Il est vrai qu'avec 6,7 millions d'arrêts de travail en 2002, la France détient une sorte de record. Coût de cet absentéisme pour les entreprises et les assureurs : 61 milliards d'euros ! Laurent Goldstein, qui travaille avec les institutions de prévoyance, le confirme : les arrêts de travail pèsent sur la structure financière des régimes.

Sinistralité en hausse

« Les institutions de prévoyance constatent une augmentation importante de la sinistralité, ajoute-t-il. Conséquence : depuis environ trois ans, les assureurs proposent, chaque année, des majorations tarifaires de 10 %. Inutile de dire que les entreprises deviennent très attentives à la maîtrise des coûts. » Autrefois domaine régalien des DRH, la prévoyance est, d'ailleurs, un sujet de plus en plus partagé avec les directions financières.

Plus sélectives quant au choix de l'assureur, plus regardantes sur les garanties proposées, les entreprises mettent aussi les bouchées doubles pour tenter d'enrayer la progression des arrêts de travail, en particulier ceux de courte durée, les plus fréquents et les plus perturbants pour l'organisation. Contrôlant 0,5 % de ces arrêts, la Sécurité sociale, avec son maigre bataillon de 2 700 médecins-conseils, paraît bien désarmée. D'où le succès incontestable des contre-visites médicales.

Spécialisée sur ce créneau, Securex Médical Services, une filiale du groupe belge Securex, a enregistré, l'an passé, une progression de 33 % de son activité, avec 30 000 contre-visites effectuées. Décriée par certains, la contre-visite médicale a un pouvoir dissuasif indéniable. « Dans une grande PME du Nord, raconte Marie-Stéphane Lelaurin, directrice de Securex Médical Services, rien que l'effet d'annonce a fait tomber le taux d'absentéisme à 8 % en quelques mois, contre 12 % initialement. Au bout d'une année, il était de 6 %. »

## EXTRAIT DES DONNÉES:

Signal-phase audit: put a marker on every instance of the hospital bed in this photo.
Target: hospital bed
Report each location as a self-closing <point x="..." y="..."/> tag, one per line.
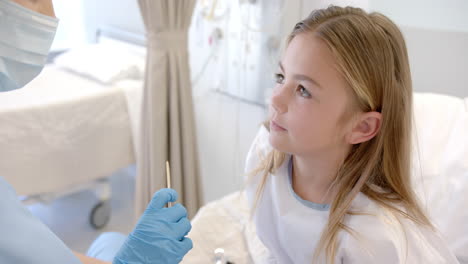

## CONSIGNE:
Pouvez-vous reformuler sous forme de liste à puces, plus brièvement, le paragraphe du texte sur les arrêts de travail qui commence par « Plus sélectives quant au choix de l'assureur », en conservant ses faits principaux ?

## CORRIGÉ:
- Les entreprises choisissent leur assureur avec plus de soin et examinent davantage les garanties proposées.
- Elles redoublent d'efforts pour freiner la hausse des arrêts de travail, surtout ceux de courte durée, les plus fréquents et les plus perturbants pour l'organisation.
- La Sécurité sociale, qui ne contrôle que 0,5 % de ces arrêts avec seulement 2 700 médecins-conseils, paraît désarmée.
- D'où le net succès des contre-visites médicales.